BRIEF A:
Filter the listing below to only the lines that contain the string "lamp", copying each matching line. Treat uppercase and lowercase as different.

•••••

*This post was originally published on 22 March 2013.
In Arthur Schlesinger’s award-winning biography of Franklin Roosevelt, he famously labeled the economic and political malaise of the 1920s and ’30s as “the crisis of the old order.” Schlesinger argued that political, cultural and economic norms were changing so rapidly that, coupled with government inaction, they coalesced to form a crisis of the entire American status quo—a crisis that would upend society and necessitate re-conceptualization of American economic and social policy. Current observers of higher education, including theological seminaries, likewise acknowledge a crisis exists in many of the seminaries and divinity schools in North America today. This crisis is so profound it is forcing institutions to re-conceptualize their model of education and their means of delivering it.
Admittedly, crisis is a tired word. We hear often of political, economic, geopolitical, and cultural crises. Yet, when subjected to careful review, theological education in North America must be deemed as in a state of crisis. This current distress evidences itself in at least three areas.
First, most theological institutions in America find themselves, at least to some degree, mired in a crisis of resources. The escalating costs of higher education, nagging questions about the value of advanced degrees, encroaching federal regulations, and persistent economic sluggishness present even the best-funded institutions with daunting operational challenges.
This crisis of resources has forced historic institutions to merge or close, and has left the remaining ones searching for a sustainable business model. These fiscal realities, and more, have been like a spiraling whirlpool, drawing almost every theological institution into its vortex. The persistent generosity of Southern Baptists through the Cooperative Program has proven to mitigate this fiscal challenge; however, even Southern Baptist seminaries are not immune to this struggle.
Sadly, the most urgent and consequential crisis in theological education is not one of funding. It is more fundamental and philosophical; the crisis is one of identity. What is a seminary to be? Stemming from and coupled with this crisis of identity is a crisis of mission. What is a seminary to do?
The answers to these questions of identity and mission are predetermined because a seminary is to be a pre-committed entity that looks to Scripture for its purpose and mission. When a seminary looks to Scripture for its identity, it will be drawn to one inescapable conclusion: a seminary must exist For the Church. When Christ promised in Matthew 16 to build his church, it was more than a reference to a secondary kingdom initiative. Rather, it was a prophetic word, a declaration, as to his redemptive and kingdom intent.
After all, Christ died for his church. He is the head of his church. He is the church’s bridegroom. He gifts his followers for service in the church. He calls out pastors, teachers, and evangelists to equip his church. When baptized, believers are baptized into his church. Christ is currently building his church, and he will one day return for his church. In fact, Christ is so personalized with his church that he identifies persecution against his church as persecution of himself.
Therefore, Christ’s preoccupation with his church must inform a seminary’s rationale and mission. His pledge to build his church is not only a promise to which a seminary should cling, but it is also a mandate a seminary should embrace. After all, Jesus has promised to build his church—not his seminary.
Though in the New Testament the form of a seminary is more overheard than heard, the function of a seminary—teaching, equipping, mentoring, and sending—is heard quite clearly. In many ways, the entire trajectory and contour of the New Testament points to Christ fulfilling his promise to build his church. Moreover, the New Testament Epistles read like a veritable manual of how to do and how not to do church, conveying the predominant concern of health, growth, and faithfulness for the local church.

•••••

BRIEF B:
Answer these questions about the post on theological education:
(i) Whose biography did Arthur Schlesinger write?
(ii) Through what program have Southern Baptists helped mitigate the fiscal challenge?
(iii) In which chapter of Matthew did Christ promise to build his church?

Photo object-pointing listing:
•••••

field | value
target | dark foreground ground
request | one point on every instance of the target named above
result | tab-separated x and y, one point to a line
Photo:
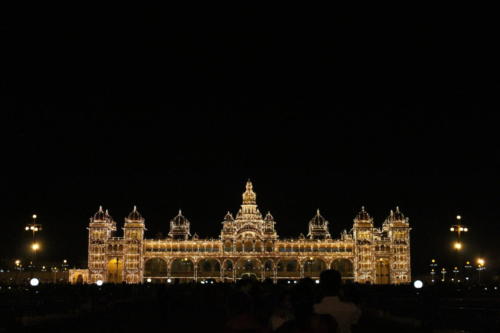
209	307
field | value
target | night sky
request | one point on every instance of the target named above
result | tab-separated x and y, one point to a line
170	108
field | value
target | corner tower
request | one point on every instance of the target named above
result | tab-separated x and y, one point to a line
100	228
398	228
133	235
364	254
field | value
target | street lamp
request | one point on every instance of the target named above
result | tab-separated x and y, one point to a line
433	266
34	228
480	267
459	229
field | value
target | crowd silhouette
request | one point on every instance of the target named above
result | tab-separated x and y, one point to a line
248	306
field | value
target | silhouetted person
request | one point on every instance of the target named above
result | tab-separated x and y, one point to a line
345	313
305	320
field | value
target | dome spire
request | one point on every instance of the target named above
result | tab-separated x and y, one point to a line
249	196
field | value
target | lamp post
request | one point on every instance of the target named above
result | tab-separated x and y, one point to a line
480	267
459	229
467	270
443	271
433	266
34	228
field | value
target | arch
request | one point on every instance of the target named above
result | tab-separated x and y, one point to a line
345	267
383	272
208	268
228	268
182	267
313	267
268	267
248	245
248	267
155	267
288	268
115	270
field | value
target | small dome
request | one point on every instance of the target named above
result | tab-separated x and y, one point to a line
229	217
100	215
135	215
249	196
107	215
363	215
180	220
396	216
318	219
269	217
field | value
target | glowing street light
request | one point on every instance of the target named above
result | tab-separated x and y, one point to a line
459	229
480	267
34	228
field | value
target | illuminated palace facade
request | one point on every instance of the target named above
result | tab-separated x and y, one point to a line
248	246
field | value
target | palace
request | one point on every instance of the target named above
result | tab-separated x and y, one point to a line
248	246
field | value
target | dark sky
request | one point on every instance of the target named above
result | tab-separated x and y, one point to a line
320	107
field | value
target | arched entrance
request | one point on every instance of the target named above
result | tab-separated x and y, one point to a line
182	268
248	268
228	269
288	269
208	268
115	270
345	267
155	267
313	267
383	272
268	269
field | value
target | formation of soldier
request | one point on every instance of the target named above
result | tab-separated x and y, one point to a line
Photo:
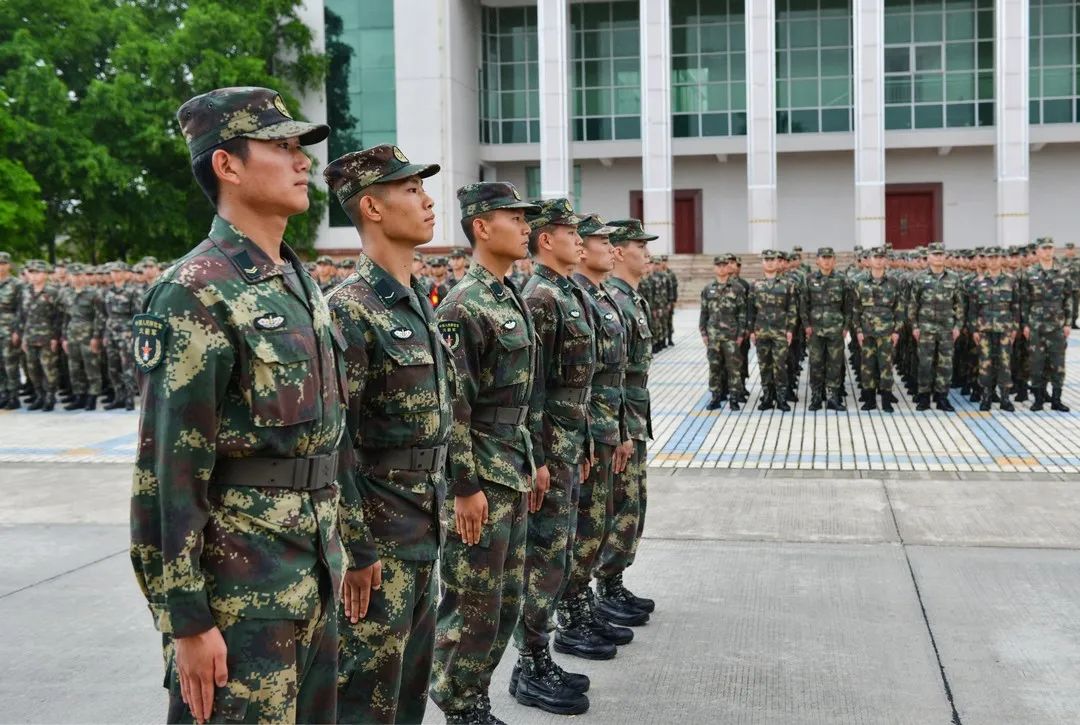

•••••

SOLUTION A:
target | street lamp
target | lamp post

SOLUTION B:
(i) Franklin Roosevelt
(ii) The Cooperative Program
(iii) Matthew 16